Collect each line of the items below that contains the string "person", and copy every such line in full.
>> start RECORDS TO PROCESS
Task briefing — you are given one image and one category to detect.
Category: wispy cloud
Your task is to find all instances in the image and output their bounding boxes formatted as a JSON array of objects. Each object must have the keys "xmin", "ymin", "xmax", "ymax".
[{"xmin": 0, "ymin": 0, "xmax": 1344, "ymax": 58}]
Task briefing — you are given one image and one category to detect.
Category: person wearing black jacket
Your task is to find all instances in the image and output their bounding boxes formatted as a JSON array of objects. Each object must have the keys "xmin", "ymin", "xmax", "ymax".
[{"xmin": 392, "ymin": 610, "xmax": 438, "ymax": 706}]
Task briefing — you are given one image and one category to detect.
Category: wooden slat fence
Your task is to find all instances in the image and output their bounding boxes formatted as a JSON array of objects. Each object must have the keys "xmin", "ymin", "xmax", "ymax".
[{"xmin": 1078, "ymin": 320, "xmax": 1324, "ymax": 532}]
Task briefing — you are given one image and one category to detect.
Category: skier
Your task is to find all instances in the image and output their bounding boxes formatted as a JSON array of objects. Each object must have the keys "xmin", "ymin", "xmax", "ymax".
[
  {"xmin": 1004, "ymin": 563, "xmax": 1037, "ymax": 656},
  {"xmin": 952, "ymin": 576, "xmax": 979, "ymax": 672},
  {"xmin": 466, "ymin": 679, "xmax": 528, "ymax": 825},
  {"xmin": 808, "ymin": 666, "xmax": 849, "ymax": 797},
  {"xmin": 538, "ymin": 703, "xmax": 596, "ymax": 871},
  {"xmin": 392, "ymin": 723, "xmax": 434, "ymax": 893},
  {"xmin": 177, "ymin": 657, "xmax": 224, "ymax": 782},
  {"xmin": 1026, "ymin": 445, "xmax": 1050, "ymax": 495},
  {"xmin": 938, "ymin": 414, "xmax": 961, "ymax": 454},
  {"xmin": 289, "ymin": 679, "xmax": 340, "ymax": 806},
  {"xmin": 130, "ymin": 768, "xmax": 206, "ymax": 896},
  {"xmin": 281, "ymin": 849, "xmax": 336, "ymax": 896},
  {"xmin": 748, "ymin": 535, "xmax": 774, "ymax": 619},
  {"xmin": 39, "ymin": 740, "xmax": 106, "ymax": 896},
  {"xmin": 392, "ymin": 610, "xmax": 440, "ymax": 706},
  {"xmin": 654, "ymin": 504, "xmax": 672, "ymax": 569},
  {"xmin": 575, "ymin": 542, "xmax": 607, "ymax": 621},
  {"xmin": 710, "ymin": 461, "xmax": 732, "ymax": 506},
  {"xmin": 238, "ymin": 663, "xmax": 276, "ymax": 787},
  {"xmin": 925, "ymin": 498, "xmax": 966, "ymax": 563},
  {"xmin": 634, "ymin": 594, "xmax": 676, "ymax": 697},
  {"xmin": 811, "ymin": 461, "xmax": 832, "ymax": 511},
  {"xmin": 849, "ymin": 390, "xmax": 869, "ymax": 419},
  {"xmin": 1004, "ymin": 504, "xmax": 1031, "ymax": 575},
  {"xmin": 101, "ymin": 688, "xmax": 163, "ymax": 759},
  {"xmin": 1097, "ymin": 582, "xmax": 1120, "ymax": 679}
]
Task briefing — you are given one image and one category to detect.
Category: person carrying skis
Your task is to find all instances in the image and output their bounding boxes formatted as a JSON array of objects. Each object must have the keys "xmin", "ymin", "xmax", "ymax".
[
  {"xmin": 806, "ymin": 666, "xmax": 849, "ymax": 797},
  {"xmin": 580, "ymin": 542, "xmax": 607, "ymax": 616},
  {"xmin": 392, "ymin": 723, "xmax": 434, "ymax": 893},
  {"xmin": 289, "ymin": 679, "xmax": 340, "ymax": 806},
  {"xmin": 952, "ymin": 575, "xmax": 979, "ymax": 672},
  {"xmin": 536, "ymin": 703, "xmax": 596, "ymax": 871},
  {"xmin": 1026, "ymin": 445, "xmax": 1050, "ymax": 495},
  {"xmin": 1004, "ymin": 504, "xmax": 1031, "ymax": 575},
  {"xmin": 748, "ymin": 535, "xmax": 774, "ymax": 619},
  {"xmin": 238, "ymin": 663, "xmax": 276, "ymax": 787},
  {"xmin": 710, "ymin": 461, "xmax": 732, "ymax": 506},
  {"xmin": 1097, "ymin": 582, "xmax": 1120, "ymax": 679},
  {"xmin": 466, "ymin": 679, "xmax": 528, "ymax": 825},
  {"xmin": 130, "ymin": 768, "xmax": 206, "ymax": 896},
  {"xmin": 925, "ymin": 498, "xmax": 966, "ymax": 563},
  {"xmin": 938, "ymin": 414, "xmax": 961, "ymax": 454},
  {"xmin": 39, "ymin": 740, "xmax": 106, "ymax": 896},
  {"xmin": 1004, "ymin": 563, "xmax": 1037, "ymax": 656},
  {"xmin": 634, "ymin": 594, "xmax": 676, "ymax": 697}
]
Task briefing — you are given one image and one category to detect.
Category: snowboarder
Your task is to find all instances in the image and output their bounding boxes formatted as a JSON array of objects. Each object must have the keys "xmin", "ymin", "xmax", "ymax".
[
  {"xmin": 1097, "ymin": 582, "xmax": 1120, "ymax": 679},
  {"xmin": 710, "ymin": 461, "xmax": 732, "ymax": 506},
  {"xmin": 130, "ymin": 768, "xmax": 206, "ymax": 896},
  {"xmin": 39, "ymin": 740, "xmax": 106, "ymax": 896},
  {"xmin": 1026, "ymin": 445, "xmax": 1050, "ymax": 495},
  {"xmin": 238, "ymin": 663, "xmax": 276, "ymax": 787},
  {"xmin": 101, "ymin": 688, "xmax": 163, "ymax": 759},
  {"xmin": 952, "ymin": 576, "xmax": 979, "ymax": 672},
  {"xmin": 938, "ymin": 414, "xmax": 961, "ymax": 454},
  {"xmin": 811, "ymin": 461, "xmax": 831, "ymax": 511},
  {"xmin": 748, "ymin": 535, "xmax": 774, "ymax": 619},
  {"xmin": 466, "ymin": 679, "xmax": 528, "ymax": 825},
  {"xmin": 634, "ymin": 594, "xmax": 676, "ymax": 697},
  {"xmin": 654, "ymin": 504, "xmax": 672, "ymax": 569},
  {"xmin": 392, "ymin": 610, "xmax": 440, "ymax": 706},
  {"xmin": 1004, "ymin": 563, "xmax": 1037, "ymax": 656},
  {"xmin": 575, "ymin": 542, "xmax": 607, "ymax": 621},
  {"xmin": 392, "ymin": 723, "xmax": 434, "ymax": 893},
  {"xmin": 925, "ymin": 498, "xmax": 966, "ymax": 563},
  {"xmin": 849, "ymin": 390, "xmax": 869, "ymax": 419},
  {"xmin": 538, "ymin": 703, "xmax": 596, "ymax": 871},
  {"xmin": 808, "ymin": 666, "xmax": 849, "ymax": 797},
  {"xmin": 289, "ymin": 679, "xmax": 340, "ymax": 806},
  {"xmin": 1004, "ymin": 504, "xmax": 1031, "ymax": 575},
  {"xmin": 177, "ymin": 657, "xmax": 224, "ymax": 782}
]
>> end RECORDS TO PROCESS
▶ **ANSWER TO THIS PROBLEM**:
Category: person wearing black jacket
Category: person carrying skis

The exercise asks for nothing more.